- TEKS SUMBER:
====================
Kazakhstan menjadi negara yang penting bagi Indonesia. Letaknya di jantung Asia, menghubungkan Asia dengan Eropa, potensi ekonominya juga menggiurkan untuk dilirik.
Oleh
MAHDI MUHAMMAD
·4 menit baca
Tak lama setelah Kazakhstan mengumumkan kemerdekaan dari Uni Soviet tahun 1991, Pemerintah Indonesia mengakui kedaulatannya sebagai negara. Keputusan itu telah memberi tempat bagi Indonesia dalam kebijakan luar negeri Kazakhstan, negara besar di kawasan Asia Tengah. Sejak 1995, kedua kepala negara silih berganti saling mengunjungi.
Dimulai dari mantan Presiden Soeharto berkunjung ke Almaty, ibu kota pertama Kazakhstan pada April 1995, langsung dibalas dengan kunjungan Presiden Nursultan Nazarbayev pada Juni tahun yang sama ke Indonesia. Tahun 2012, Nazarbayev berkunjung kembali ke Jakarta dan dibalas dengan kunjungan mantan Presiden Susilo Bambang Yudhoyono tahun berikutnya. Mantan Wakil Presiden Jusuf Kalla juga pernah berkunjung ke Astana tahun 2017 dan dibalas dengan kunjungan Pimpinan Parlemen Kazakshtan Kassym Jokayev pada tahun yang sama.
====================
Sunting teks sumber di atas dengan menulis ulang bagiannya mulai dari "Dimulai dari mantan" dan terus sampai "tahun yang sama.". Ganti "Almaty" dengan "Alma-Ata".

- BAGIAN DATA:
====================
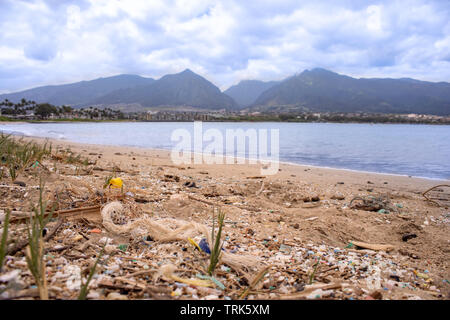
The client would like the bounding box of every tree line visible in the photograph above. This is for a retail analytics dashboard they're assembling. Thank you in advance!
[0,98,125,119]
====================
- JAWABAN TUGAS:
Dimulai dari mantan Presiden Soeharto berkunjung ke Alma-Ata, ibu kota pertama Kazakhstan pada April 1995, langsung dibalas dengan kunjungan Presiden Nursultan Nazarbayev pada Juni tahun yang sama ke Indonesia. Tahun 2012, Nazarbayev berkunjung kembali ke Jakarta dan dibalas dengan kunjungan mantan Presiden Susilo Bambang Yudhoyono tahun berikutnya. Mantan Wakil Presiden Jusuf Kalla juga pernah berkunjung ke Astana tahun 2017 dan dibalas dengan kunjungan Pimpinan Parlemen Kazakshtan Kassym Jokayev pada tahun yang sama.